PROVIDED RECORDS:

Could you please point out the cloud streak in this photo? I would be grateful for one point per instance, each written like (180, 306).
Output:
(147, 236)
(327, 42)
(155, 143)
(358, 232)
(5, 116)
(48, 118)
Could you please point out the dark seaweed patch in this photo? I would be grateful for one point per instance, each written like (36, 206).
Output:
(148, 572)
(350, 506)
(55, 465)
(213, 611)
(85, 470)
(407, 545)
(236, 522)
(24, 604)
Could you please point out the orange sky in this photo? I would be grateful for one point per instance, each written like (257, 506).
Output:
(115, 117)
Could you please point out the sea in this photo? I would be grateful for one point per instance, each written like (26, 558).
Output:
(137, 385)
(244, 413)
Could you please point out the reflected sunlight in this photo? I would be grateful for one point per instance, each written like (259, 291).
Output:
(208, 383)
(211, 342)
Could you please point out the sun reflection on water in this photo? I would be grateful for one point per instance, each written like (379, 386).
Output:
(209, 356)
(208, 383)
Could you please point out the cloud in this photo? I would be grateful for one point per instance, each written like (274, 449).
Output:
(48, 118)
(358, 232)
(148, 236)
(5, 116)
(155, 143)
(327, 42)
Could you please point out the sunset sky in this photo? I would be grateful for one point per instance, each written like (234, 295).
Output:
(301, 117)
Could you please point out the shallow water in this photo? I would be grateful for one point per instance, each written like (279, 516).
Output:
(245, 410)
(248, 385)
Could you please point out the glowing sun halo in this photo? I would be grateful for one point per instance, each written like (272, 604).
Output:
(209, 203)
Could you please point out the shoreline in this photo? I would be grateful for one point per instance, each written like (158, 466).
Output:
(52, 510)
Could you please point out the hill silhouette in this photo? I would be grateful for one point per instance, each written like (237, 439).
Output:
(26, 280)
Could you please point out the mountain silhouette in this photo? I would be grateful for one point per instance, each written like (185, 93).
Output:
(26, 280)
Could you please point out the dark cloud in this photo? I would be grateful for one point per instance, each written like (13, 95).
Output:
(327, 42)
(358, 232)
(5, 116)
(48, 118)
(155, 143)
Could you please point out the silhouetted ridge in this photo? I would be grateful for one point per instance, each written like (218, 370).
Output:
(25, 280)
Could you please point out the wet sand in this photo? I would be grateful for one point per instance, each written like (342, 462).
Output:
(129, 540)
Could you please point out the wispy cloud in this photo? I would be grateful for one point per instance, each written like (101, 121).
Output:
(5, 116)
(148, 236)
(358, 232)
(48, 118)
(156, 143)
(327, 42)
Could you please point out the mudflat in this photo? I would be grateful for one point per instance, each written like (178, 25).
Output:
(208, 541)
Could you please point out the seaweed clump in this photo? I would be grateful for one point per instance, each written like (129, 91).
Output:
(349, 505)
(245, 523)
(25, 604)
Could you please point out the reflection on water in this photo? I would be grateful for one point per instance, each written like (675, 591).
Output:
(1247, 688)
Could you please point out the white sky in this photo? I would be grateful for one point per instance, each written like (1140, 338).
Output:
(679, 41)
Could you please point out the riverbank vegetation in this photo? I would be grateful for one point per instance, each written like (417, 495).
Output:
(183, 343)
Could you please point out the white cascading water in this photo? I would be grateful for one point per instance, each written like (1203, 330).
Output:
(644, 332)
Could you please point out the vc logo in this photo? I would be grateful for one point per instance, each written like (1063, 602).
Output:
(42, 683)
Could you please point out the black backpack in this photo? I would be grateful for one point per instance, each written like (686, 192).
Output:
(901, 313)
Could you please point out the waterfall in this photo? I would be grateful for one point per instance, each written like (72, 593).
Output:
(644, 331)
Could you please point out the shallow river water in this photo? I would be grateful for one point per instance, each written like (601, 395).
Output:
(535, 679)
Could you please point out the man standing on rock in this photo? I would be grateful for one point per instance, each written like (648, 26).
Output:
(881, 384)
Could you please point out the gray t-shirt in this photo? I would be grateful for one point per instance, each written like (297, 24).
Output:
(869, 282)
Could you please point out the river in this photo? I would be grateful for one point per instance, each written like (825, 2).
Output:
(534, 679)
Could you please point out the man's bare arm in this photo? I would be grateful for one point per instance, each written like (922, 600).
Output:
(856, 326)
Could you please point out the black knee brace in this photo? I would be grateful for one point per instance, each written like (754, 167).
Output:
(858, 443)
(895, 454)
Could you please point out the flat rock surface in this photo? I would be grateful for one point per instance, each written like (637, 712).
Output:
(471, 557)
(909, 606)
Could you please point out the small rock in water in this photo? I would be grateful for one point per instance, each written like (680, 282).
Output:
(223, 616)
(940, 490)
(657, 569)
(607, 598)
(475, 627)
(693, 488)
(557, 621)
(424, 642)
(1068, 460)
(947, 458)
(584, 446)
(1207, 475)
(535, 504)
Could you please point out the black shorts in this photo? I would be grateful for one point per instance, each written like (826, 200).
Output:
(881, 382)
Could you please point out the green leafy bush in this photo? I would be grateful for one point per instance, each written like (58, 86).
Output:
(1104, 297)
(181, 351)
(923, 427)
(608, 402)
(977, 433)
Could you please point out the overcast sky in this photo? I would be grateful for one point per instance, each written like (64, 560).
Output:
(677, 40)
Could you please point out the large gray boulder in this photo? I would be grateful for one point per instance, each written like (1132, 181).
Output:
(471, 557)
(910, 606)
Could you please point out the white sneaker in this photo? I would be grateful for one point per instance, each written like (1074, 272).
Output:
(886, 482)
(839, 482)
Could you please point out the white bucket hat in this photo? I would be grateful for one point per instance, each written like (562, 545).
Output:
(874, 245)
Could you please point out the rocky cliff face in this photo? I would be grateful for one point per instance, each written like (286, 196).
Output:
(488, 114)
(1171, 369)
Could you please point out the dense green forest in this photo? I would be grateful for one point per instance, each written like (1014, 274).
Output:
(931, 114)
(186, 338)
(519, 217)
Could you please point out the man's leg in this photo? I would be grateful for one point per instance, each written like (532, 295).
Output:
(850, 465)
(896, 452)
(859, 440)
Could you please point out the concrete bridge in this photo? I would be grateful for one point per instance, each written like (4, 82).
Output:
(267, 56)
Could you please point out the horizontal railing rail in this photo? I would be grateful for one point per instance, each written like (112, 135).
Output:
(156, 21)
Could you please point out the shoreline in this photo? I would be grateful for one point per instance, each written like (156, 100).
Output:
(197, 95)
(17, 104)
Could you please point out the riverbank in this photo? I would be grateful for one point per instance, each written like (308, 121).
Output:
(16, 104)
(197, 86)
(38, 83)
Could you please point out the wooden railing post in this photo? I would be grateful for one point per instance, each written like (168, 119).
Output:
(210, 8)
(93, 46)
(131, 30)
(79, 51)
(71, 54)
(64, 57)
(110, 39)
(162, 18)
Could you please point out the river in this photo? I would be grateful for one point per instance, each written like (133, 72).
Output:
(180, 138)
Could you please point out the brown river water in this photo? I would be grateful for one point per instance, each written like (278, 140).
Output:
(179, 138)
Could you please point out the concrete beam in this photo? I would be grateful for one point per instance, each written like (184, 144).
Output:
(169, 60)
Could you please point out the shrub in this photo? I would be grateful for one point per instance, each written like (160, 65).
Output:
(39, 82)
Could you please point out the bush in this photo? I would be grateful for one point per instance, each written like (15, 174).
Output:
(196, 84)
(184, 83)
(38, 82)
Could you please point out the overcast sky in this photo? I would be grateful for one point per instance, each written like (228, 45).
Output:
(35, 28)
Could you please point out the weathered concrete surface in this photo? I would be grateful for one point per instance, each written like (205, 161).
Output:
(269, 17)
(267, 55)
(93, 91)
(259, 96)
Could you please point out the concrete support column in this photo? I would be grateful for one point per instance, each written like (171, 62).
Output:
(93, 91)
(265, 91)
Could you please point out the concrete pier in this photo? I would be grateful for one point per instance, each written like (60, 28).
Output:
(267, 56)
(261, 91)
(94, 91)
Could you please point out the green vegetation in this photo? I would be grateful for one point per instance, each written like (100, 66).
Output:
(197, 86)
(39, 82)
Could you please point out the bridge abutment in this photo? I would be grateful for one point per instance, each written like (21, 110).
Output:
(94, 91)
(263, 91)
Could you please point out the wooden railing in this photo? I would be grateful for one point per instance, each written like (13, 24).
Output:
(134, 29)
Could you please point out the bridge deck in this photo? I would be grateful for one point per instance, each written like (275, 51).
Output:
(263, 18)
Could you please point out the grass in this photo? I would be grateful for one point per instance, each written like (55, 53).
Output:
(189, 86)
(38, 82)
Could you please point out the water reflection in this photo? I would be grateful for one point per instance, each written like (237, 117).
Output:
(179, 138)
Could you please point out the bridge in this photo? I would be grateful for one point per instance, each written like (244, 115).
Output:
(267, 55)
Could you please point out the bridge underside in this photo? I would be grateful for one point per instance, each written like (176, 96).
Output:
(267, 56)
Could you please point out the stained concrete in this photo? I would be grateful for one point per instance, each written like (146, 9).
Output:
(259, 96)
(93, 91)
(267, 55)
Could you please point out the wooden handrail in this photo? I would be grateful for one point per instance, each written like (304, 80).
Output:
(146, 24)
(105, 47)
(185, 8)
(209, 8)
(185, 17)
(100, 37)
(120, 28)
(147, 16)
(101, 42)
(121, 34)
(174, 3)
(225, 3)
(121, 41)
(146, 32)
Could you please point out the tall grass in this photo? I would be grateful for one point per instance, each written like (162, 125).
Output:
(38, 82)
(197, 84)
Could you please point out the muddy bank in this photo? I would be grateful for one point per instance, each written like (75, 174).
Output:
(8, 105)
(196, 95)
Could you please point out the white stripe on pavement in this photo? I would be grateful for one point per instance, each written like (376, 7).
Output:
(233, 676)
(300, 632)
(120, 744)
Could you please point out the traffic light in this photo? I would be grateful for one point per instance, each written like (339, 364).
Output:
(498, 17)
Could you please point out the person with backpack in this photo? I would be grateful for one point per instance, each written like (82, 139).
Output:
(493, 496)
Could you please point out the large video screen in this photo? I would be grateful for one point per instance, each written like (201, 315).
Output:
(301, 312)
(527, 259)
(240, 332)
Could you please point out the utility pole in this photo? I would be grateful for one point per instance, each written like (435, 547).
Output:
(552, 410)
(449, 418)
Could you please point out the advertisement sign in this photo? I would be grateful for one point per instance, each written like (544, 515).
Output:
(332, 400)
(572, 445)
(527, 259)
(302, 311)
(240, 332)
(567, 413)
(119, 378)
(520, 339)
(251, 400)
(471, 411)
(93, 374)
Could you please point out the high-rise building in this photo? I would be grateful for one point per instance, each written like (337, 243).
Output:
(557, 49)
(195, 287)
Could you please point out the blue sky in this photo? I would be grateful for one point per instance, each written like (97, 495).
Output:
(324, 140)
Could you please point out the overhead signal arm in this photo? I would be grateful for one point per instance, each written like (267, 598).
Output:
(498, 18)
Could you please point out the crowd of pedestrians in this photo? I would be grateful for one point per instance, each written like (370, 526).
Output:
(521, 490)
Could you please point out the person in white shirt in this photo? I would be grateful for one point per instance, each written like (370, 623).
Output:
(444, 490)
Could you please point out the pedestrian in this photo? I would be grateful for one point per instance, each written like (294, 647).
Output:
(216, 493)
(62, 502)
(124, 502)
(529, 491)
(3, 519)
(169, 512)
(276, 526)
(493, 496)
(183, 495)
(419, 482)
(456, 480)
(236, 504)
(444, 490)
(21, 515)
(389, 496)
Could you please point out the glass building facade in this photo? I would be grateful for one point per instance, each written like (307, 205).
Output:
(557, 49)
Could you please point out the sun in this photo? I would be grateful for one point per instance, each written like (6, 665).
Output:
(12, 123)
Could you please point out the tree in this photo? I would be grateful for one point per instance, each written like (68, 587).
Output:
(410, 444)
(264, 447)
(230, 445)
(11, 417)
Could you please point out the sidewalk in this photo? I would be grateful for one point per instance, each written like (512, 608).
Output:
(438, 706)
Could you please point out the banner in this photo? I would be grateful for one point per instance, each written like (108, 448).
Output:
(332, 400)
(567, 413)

DIRECTIONS FOR THIS TASK:
From the records above, repeat exactly the lines from the one with "Could you please point out the bridge deck" through the one with "Could you please point out the traffic", both included.

OUTPUT OF THE EXERCISE:
Could you please point out the bridge deck in this photo? I would be grateful for one point per instance, each written like (275, 51).
Output:
(263, 18)
Could you please point out the grass in this photo? I would be grateful for one point per instance, each written like (55, 53).
Output:
(189, 86)
(38, 82)
Could you please point out the water reflection in this photo? I would be grateful for one point per instance, each written like (237, 117).
Output:
(179, 138)
Could you please point out the bridge in this photo? I would be grateful for one point per instance, each written like (244, 115).
Output:
(267, 55)
Could you please point out the bridge underside in this photo? I would be grateful for one point per instance, each written like (176, 96).
Output:
(267, 56)
Could you please point out the stained concrete in this photo? I would be grateful for one point per instance, each written like (146, 9).
Output:
(259, 96)
(93, 91)
(267, 55)
Could you please point out the wooden handrail in this photo? I would be grateful for one point per instance, each written like (304, 80).
Output:
(146, 24)
(105, 47)
(185, 8)
(209, 8)
(185, 17)
(100, 37)
(120, 28)
(147, 16)
(101, 42)
(121, 34)
(174, 3)
(225, 3)
(121, 41)
(146, 32)
Could you please point out the tall grass in this photo? I would be grateful for one point per instance, each written like (162, 125).
Output:
(38, 82)
(197, 84)
Could you please point out the muddy bank in this photo? I would be grateful for one point per instance, each written like (75, 174).
Output:
(8, 105)
(196, 95)
Could you please point out the white stripe on pavement in this photo? I would be grateful for one point per instance, each written like (376, 7).
Output:
(233, 676)
(300, 632)
(120, 744)
Could you please point out the traffic light in this photo? I would be grateful for one point per instance, each written like (339, 364).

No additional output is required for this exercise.